→ EXERCISE BRIEF
Rewrite the rows from the beginning up to and including the line with "262,112,310,131", putting "potato wedge" in place of "french fry" and leaving everything else unchanged.

→ STORED DATA
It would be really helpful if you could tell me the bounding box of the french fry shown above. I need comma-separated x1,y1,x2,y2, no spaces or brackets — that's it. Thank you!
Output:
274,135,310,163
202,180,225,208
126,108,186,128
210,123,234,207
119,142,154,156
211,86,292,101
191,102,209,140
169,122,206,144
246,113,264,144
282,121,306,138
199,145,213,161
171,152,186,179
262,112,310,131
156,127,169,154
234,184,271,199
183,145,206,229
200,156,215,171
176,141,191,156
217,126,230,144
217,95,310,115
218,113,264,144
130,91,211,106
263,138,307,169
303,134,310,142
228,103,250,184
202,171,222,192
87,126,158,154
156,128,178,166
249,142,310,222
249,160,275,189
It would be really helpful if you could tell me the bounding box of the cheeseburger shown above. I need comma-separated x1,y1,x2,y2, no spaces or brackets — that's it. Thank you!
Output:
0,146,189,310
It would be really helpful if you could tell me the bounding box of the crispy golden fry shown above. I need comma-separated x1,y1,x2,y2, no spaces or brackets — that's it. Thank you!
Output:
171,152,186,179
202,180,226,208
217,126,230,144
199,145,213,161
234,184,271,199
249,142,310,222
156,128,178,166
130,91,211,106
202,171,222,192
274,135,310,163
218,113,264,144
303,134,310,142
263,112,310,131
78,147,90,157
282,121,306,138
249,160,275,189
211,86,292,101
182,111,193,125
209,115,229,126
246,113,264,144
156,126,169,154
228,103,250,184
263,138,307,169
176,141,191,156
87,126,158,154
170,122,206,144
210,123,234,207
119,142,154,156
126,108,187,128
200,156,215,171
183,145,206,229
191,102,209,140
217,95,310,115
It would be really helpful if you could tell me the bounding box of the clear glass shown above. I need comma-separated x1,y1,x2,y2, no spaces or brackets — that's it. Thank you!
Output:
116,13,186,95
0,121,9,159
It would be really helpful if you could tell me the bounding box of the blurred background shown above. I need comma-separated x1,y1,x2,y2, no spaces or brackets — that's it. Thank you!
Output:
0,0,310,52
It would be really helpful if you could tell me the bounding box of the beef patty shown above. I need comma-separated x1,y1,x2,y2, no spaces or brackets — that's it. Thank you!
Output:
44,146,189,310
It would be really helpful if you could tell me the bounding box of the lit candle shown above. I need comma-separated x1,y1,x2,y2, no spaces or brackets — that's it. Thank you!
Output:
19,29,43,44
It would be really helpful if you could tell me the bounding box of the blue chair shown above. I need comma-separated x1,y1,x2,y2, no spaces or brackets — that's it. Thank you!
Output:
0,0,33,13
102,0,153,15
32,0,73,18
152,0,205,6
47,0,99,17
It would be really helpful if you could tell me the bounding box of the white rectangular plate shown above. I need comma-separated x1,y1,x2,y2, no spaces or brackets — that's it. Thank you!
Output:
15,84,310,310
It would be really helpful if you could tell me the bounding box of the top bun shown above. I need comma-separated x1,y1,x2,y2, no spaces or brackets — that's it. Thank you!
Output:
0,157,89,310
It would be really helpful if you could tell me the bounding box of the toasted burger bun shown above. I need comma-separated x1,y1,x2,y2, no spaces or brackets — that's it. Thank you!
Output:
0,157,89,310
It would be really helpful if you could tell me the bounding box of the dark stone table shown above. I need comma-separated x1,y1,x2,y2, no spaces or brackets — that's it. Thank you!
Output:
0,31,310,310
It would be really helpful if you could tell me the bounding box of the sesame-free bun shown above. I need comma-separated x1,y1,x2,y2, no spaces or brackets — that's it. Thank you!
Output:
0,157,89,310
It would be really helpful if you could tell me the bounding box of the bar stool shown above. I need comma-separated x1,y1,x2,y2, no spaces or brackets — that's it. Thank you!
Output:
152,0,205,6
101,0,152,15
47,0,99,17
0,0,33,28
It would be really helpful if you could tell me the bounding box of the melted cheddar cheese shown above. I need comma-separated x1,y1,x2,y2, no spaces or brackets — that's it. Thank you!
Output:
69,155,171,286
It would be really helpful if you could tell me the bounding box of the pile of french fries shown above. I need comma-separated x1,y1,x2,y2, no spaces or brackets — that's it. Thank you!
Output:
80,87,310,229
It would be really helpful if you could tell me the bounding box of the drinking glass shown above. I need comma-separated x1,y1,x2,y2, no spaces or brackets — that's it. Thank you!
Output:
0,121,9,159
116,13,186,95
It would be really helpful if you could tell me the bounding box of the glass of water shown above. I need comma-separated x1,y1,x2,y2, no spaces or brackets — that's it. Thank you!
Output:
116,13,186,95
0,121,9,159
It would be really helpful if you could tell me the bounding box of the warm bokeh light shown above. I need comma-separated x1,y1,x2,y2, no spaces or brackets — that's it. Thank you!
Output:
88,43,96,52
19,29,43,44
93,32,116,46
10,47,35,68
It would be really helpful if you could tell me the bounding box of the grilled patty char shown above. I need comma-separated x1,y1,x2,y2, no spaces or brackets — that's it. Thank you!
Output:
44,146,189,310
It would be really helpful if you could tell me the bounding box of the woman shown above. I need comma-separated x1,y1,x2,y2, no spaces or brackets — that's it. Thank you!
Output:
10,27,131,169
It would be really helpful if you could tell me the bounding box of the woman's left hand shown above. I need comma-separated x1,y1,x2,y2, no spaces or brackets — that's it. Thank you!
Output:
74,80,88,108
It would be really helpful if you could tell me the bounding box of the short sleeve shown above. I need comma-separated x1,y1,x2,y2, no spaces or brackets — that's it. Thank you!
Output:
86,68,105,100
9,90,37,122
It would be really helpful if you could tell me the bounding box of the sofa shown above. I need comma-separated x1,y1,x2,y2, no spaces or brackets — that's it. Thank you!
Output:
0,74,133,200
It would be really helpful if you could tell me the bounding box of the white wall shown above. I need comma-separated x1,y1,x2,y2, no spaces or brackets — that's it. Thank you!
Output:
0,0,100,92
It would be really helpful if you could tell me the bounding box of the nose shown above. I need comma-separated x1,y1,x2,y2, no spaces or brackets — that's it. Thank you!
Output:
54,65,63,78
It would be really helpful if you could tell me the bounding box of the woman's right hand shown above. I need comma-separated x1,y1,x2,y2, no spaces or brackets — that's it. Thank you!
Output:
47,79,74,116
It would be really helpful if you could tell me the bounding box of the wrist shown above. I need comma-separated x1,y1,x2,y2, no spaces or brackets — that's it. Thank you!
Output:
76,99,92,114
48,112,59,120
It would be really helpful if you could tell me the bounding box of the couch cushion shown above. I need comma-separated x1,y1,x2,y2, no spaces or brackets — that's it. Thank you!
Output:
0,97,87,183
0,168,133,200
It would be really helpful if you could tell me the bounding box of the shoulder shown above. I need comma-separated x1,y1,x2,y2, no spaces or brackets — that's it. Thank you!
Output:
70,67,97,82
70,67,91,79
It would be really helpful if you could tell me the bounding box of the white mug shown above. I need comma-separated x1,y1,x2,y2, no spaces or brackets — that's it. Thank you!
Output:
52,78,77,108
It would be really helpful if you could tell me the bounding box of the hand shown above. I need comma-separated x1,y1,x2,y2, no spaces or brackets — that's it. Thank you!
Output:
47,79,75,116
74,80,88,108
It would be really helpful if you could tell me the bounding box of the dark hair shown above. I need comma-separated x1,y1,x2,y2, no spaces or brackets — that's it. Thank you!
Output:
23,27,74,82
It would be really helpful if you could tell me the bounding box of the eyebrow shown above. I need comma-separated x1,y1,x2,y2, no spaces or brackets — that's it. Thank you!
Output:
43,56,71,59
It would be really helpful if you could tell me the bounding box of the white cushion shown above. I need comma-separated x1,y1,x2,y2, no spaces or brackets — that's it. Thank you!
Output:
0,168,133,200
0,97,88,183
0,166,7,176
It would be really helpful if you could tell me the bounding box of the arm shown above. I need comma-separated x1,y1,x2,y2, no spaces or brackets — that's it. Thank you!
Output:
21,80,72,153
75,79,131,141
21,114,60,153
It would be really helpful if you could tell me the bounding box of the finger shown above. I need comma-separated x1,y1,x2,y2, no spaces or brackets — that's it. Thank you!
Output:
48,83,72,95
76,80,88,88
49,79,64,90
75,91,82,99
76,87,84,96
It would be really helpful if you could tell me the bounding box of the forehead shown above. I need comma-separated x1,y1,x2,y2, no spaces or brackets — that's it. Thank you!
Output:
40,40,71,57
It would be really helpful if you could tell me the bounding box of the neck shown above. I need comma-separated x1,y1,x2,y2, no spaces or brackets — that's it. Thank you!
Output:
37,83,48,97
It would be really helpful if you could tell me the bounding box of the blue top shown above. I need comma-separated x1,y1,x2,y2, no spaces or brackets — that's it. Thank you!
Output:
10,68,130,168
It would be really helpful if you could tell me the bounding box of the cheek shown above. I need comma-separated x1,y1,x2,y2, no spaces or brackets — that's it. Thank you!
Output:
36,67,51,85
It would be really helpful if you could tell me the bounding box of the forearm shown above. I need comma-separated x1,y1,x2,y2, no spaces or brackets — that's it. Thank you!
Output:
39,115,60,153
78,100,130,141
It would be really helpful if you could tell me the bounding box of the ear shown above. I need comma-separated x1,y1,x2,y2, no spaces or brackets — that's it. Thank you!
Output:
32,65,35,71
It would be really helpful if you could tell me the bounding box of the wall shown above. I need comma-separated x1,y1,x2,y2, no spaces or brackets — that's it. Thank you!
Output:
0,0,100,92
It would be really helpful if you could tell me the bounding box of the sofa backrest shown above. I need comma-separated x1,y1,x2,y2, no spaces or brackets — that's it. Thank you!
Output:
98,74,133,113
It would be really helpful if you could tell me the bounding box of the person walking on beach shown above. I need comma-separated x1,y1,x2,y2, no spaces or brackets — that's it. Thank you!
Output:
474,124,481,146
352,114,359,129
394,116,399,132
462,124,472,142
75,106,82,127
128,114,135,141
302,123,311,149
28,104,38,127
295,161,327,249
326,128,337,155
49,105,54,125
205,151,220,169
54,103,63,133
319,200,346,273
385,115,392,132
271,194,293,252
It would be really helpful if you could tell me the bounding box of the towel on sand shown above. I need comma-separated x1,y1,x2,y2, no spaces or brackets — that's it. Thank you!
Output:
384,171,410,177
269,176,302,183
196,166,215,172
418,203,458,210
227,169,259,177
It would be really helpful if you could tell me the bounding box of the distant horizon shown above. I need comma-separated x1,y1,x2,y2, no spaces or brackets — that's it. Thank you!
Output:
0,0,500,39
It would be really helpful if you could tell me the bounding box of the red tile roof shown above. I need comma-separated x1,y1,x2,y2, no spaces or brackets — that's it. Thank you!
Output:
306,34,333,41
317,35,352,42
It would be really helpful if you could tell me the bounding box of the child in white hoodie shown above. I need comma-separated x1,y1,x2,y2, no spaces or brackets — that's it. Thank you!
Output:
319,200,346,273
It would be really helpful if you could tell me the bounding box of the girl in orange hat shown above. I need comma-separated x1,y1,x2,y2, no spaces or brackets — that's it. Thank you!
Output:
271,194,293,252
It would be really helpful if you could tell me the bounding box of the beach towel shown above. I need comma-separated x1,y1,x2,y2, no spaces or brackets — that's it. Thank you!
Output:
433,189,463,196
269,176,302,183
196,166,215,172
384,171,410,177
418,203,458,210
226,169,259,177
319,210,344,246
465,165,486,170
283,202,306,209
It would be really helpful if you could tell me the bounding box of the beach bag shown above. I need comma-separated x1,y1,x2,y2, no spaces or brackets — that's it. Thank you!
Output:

→ ANSWER FOR THE TASK
It would be really helpful if you could tell me the bounding box of the potato wedge shown above. I need comma-separated x1,y1,x2,y2, no spaces or brackets — that's it. Thank you!
Output:
274,135,310,163
202,180,225,208
126,108,186,128
210,123,234,207
119,142,154,156
211,86,292,101
191,102,209,140
169,122,206,144
246,113,264,144
282,121,306,138
199,145,213,161
171,152,186,179
262,112,310,131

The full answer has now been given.